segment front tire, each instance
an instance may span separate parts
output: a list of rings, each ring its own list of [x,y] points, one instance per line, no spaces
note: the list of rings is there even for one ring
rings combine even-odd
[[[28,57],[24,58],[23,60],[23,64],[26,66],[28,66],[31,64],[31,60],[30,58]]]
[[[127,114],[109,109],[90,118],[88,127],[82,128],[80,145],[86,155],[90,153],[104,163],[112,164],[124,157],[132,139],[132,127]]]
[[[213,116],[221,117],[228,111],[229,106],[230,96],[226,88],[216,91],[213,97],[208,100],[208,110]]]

***

▶ **Do this**
Rewrite all of the items above as a numbered list, leaving out any blank lines.

▶ **Output for this task**
1. segment front tire, each instance
2. an instance may span separate parts
3. output: a list of rings, each ring its own list of [x,y] points, one instance per line, no spaces
4. note: the list of rings is there even for one ring
5. rings combine even-odd
6. [[[28,57],[24,58],[23,60],[23,64],[26,66],[28,66],[31,64],[31,60],[30,58]]]
7. [[[127,114],[109,109],[90,118],[88,127],[82,128],[80,145],[86,155],[90,153],[104,163],[112,164],[124,157],[132,139],[132,127]]]
8. [[[213,116],[221,117],[228,111],[229,106],[230,96],[226,88],[216,91],[213,97],[208,100],[208,110]]]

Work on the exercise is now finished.